- **PAGE EXCERPT**
■ ■ ■ ■
| Bug #76959 | Gaps in Retrieved_Gtid_Set while no gaps in Executed_Gtid_Set | ||
|---|---|---|---|
| Submitted: | 6 May 2015 17:48 | Modified: | 7 Sep 2015 14:36 |
| Reporter: | Sveta Smirnova (OCA) | Email Updates: | |
| Status: | Closed | Impact on me: | |
| Category: | MySQL Server: Replication | Severity: | S3 (Non-critical) |
| Version: | 5.6.24 | OS: | Any |
| Assigned to: | CPU Architecture: | Any | |
[6 May 2015 17:48]
Sveta Smirnova
test case
Attachment: rpl_issue52049.test (application/octet-stream, text), 724 bytes.
[6 May 2015 17:49]
Sveta Smirnova
option file for master
Attachment: rpl_issue52049-master.opt (application/octet-stream, text), 103 bytes.
[6 May 2015 17:51]
Sveta Smirnova
option file for slave
Attachment: rpl_issue52049-slave.opt (application/octet-stream, text), 102 bytes.
[6 May 2015 17:53]
Sveta Smirnova
See also https://bugs.launchpad.net/mysql-server/+bug/1452397
[7 May 2015 6:53]
MySQL Verification Team
Hello Sveta, Thank you for the report and test case. Observed this with 6.2.4. Thanks, Umesh
[7 May 2015 6:57]
MySQL Verification Team
test results
Attachment: 76959.txt (text/plain), 12.82 KiB.
■ ■ ■ ■
- **RECORDED INFORMATION**
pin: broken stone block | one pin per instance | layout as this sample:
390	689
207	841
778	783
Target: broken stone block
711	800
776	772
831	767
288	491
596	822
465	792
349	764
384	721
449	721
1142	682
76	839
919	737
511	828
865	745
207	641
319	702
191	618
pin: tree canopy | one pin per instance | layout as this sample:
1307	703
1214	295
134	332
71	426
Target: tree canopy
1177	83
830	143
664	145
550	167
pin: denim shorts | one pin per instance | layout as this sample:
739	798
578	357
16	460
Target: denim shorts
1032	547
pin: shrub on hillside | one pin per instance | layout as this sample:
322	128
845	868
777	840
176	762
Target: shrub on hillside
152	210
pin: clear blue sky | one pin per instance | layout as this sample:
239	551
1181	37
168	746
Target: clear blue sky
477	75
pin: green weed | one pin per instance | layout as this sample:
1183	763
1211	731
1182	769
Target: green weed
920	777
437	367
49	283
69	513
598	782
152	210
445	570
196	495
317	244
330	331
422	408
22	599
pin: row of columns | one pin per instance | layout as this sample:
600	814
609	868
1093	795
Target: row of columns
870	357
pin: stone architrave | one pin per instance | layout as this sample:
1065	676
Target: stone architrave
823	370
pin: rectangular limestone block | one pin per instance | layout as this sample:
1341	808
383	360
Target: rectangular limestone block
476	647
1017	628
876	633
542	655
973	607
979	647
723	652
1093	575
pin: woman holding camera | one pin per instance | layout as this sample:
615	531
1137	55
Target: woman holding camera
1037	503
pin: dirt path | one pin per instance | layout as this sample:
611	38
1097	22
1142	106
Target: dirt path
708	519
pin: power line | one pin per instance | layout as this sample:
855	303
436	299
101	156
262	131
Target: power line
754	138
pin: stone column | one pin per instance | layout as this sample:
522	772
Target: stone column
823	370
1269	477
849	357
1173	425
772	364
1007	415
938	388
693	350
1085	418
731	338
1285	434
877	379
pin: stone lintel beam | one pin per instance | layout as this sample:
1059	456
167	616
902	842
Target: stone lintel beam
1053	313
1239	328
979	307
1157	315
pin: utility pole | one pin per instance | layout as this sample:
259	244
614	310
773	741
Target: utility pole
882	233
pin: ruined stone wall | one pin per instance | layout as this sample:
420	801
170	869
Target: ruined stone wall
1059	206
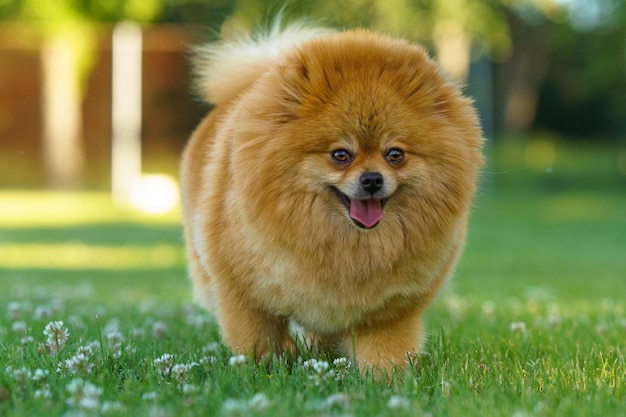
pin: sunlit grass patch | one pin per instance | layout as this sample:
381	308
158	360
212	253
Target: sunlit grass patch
40	208
76	255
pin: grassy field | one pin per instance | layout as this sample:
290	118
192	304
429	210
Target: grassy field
533	324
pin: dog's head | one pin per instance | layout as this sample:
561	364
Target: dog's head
365	127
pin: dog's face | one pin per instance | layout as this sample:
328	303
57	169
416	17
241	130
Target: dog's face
362	138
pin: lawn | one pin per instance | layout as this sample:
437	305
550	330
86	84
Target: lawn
533	324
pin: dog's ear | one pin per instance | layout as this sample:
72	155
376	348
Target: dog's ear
295	88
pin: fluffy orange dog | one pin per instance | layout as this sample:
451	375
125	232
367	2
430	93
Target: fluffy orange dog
330	186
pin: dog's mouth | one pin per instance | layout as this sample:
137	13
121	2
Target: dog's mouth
365	213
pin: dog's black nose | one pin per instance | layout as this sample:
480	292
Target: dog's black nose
371	181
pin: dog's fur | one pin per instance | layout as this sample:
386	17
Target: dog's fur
273	180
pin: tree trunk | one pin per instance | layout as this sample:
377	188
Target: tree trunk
62	124
453	48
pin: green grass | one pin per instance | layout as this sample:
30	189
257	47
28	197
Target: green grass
533	324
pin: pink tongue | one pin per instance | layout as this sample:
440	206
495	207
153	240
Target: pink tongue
366	212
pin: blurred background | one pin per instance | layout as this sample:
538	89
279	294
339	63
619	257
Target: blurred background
96	106
549	76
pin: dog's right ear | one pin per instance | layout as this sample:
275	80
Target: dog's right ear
296	86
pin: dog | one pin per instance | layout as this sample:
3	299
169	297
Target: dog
330	186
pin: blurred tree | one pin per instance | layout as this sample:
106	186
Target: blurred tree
67	54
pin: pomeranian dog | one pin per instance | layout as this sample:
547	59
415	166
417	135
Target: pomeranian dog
330	186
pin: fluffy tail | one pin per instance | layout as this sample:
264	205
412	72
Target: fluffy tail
227	67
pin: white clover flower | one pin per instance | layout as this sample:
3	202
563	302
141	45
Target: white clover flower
164	364
180	371
79	363
57	335
138	333
319	370
212	347
86	350
41	313
208	360
518	327
19	327
159	330
397	402
237	360
341	367
259	402
39	375
14	309
316	366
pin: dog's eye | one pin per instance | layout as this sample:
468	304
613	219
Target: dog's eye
395	155
341	156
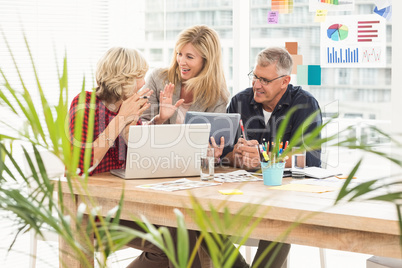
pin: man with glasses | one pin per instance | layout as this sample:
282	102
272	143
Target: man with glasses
262	107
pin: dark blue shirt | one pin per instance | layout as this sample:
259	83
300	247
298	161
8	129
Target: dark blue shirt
254	124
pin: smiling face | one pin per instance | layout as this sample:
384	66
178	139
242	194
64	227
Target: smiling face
190	62
269	95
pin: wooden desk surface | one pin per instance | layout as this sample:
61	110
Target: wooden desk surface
366	227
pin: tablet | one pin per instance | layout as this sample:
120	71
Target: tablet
222	124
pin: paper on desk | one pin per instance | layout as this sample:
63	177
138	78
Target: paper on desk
230	191
304	188
235	176
181	184
331	182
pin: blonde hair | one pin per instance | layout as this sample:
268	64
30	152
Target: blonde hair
278	56
117	73
209	86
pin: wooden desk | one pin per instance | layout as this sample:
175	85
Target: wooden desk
365	227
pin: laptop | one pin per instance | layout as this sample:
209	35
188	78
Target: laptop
156	151
222	124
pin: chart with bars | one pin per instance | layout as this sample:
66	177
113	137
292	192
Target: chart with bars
282	6
354	41
367	30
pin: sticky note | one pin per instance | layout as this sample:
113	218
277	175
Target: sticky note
291	47
314	75
320	15
230	191
273	17
297	60
302	74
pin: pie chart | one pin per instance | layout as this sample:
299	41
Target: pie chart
337	32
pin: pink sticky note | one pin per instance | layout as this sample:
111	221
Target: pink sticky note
273	17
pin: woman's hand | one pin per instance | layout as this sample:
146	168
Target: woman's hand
■ ■ ■ ■
- **EXERCISE PROMPT**
In the bug report on gaps in Retrieved_Gtid_Set, what severity level is assigned to the issue?

- **TASK SOLUTION**
S3 (Non-critical)